**Your goal:** Without the pictures, write the listing out again exactly as it appears.

**Input data:**
"""
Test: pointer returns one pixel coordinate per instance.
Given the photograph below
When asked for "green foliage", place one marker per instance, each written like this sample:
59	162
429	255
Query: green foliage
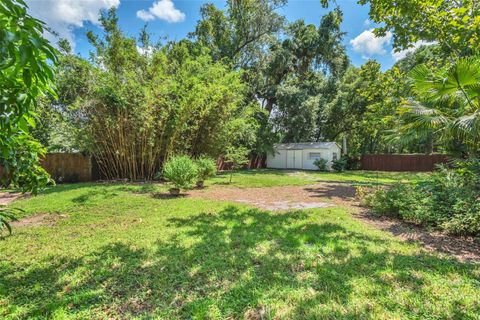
447	106
136	106
186	250
321	164
206	168
7	215
26	73
453	24
448	200
339	165
236	157
181	171
238	33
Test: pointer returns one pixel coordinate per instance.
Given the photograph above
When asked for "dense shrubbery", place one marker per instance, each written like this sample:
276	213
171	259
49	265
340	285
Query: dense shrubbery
321	164
340	164
181	171
206	168
448	200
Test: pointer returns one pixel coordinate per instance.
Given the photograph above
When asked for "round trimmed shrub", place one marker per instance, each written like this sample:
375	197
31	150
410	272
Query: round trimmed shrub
321	164
206	168
181	171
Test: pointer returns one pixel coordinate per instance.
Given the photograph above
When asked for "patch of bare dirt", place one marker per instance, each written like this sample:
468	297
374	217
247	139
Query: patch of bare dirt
282	198
343	194
7	197
41	219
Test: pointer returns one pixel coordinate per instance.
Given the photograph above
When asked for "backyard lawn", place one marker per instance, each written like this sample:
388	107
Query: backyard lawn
99	251
270	178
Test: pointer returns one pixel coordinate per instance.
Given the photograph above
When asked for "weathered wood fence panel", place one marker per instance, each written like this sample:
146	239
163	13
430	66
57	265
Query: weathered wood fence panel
255	162
76	167
68	167
402	162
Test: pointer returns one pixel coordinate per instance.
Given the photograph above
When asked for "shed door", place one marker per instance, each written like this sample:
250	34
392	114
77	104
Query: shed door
294	159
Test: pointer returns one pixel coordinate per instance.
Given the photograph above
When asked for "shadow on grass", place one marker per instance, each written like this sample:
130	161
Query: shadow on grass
230	264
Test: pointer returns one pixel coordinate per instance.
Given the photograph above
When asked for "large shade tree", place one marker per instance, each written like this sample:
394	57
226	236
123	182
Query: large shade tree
447	105
26	61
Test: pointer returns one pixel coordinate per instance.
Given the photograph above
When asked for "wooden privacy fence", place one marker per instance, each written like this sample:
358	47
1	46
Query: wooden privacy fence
402	162
76	167
68	167
254	162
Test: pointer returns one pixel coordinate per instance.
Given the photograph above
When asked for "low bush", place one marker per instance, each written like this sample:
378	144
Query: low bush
449	200
340	164
321	164
181	171
206	168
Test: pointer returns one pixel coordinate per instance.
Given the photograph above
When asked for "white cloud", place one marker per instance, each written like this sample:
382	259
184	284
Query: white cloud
403	53
145	15
63	16
148	51
367	44
163	10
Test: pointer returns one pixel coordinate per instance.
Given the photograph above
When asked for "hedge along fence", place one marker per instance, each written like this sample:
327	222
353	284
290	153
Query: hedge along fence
76	167
402	162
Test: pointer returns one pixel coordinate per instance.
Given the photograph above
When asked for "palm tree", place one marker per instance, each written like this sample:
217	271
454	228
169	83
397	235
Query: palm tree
447	104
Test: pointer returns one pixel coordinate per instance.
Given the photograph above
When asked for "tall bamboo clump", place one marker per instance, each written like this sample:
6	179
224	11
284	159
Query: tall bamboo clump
146	107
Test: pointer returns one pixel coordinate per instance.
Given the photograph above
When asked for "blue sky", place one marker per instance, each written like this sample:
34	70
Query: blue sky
173	19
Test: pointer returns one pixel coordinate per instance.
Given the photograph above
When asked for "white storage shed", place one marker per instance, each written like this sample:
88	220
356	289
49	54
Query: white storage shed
302	155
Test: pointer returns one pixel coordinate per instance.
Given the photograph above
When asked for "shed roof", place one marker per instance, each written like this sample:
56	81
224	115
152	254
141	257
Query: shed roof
305	145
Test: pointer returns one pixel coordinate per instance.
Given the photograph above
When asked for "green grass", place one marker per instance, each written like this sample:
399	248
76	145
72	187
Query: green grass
118	251
271	178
"""
**Written solution:**
Test: pointer returns one pixel coordinate per instance.
Given the photograph below
When asked for "green foliage", place one marker per instance, each written like this sample:
59	162
429	255
Query: green foliage
447	106
136	106
186	250
321	164
206	168
7	215
26	73
453	24
448	200
339	165
236	157
181	171
238	33
Test: pointer returns one pixel coordinate per instance.
Given the photograph above
When asked for "dense shrubbery", place one marker per instance, each written like this sample:
276	213
171	259
49	265
340	285
Query: dense shrubbery
321	164
340	164
181	171
206	168
448	200
Test: pointer returns one pixel coordinate per instance.
Given the photograph above
When asked for "round trimmed shrub", place one marker per instance, each written like this sample:
375	197
31	150
410	272
Query: round trimmed shrub
321	164
206	168
181	171
Test: pointer returns one pixel coordinate per instance.
Given the photograph above
When asked for "patch of bare dirt", place one marker per instance, each written like this sample:
468	297
374	217
247	139
Query: patch of bare dirt
282	198
343	194
7	197
41	219
Test: pointer returns one pixel coordinate per instance.
Given the photograph above
When asked for "backyard lawn", place one marker per instance, each written like this sample:
388	107
Query: backyard lawn
99	251
270	178
Test: pointer returns one pixel coordinate per instance.
Given the photograph above
When asked for "weathered wood fence panel", place one marker per instance, each written like this sample:
146	239
163	13
430	66
57	265
Query: weathered wood fence panel
255	162
76	167
68	167
402	162
Test: pointer returns one pixel coordinate per instance.
Given the photograph above
When asked for "shed door", place one marker per instance, each written like this sample:
250	34
392	114
77	104
Query: shed door
294	159
Test: pointer returns one pixel coordinate per instance.
Given the photograph above
When asked for "shadow on grass", place one marker per instance, each written like this sample:
130	161
Query: shadow on grass
230	264
Test: pointer returns one pixel coordinate per instance.
Given the photograph above
When asked for "large shade tree", place one marker per instance, each written like this sample:
394	57
226	236
123	182
Query: large shade tree
447	105
26	61
Test: pointer returns one pixel coordinate per instance.
Given the photograph above
When asked for "wooden privacy fence", place one marker per instance, each written like this sample:
358	47
1	46
Query: wooden privacy fence
402	162
76	167
68	167
254	162
Test: pointer returns one pixel coordinate per instance.
Given the photograph above
When asked for "low bush", place one marker per instance, each written like this sample:
378	144
Query: low bush
449	200
340	164
321	164
181	171
206	168
Test: pointer returns one pixel coordinate per instance.
Given the photograph above
When asked for "white cloud", place one marker per instance, each written like this sample:
382	259
184	284
Query: white cloud
403	53
145	15
63	16
148	51
367	44
163	10
Test: pointer returns one pixel coordinate per instance.
Given the photograph above
When asked for "hedge along fence", place one marker per instance, each written like this sample:
327	222
353	284
290	153
Query: hedge along fence
76	167
402	162
Test: pointer returns one pixel coordinate per instance.
Given the photograph above
When asked for "palm tree", place one marker per instance, each written like this sample:
217	271
454	228
169	83
397	235
Query: palm tree
447	104
Test: pointer returns one pixel coordinate per instance.
Given the photograph above
When asked for "tall bamboo clump", place one marker per instance, each written like this sample:
6	179
224	11
284	159
Query: tall bamboo clump
146	107
Test: pointer returns one pixel coordinate per instance.
Given the photograph above
When asked for "blue sky", place one marker per instance, each written like this sample:
34	70
Query: blue sky
173	19
Test: pointer returns one pixel coordinate per instance.
Given the photograph above
When asked for "white storage shed", place one marker per instance, each written like this sample:
88	220
356	289
49	54
Query: white storage shed
302	155
Test: pointer returns one pixel coordinate per instance.
Given the photograph above
When asked for "shed roof", place one marker per instance, each written like this sample:
56	81
224	115
152	254
141	257
Query: shed roof
305	145
Test: pointer returns one pixel coordinate per instance.
Given the photograph above
When asked for "green grass", place one marker per instance, each written like this sample:
399	248
76	145
72	187
Query: green grass
118	251
271	178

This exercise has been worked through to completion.